Find every line below that contains the word "Provide" and copy each one. Case counts.
┏━━
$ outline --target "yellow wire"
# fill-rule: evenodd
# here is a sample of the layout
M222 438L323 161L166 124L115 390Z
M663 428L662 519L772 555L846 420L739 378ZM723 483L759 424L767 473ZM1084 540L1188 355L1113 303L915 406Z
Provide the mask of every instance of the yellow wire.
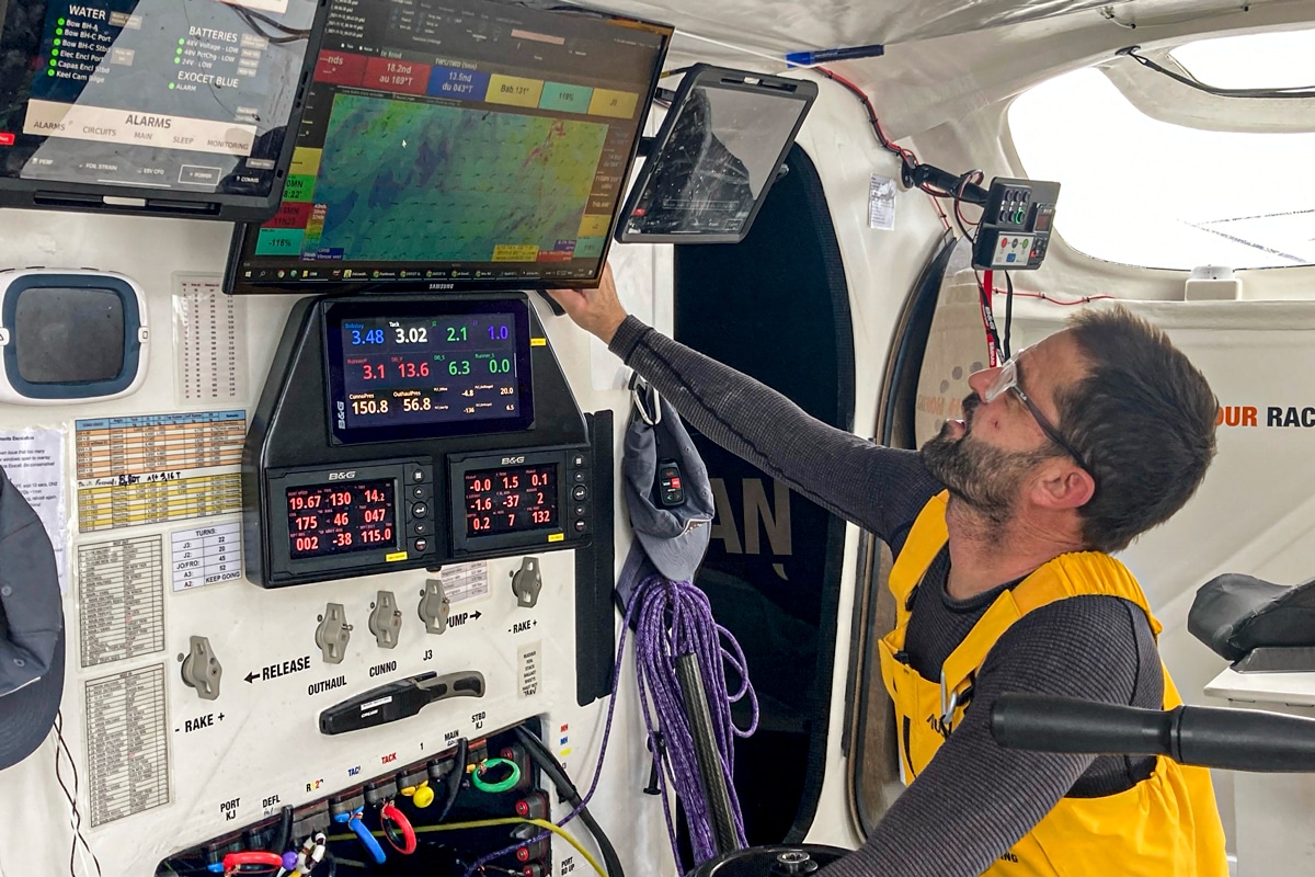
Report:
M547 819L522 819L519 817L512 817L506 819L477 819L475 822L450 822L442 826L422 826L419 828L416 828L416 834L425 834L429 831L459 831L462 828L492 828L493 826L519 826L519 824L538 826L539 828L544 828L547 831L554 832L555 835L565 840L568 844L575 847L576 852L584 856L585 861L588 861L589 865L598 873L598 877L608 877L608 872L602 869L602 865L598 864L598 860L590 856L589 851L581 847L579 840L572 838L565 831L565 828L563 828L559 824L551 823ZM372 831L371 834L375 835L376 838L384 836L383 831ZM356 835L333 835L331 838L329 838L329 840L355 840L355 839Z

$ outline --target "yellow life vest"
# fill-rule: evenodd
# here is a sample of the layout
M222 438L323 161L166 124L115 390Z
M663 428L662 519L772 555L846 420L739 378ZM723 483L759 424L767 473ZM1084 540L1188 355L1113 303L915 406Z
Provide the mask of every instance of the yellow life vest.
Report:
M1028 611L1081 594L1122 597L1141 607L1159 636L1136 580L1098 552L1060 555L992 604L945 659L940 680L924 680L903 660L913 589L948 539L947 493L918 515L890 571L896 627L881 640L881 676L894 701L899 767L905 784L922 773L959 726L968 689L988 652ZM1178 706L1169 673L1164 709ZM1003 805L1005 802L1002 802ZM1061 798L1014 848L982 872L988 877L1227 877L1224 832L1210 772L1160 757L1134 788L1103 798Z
┗━━
* The answer
Provide the mask of every instance of the yellow wire.
Provide the mask of every instance of the yellow life vest.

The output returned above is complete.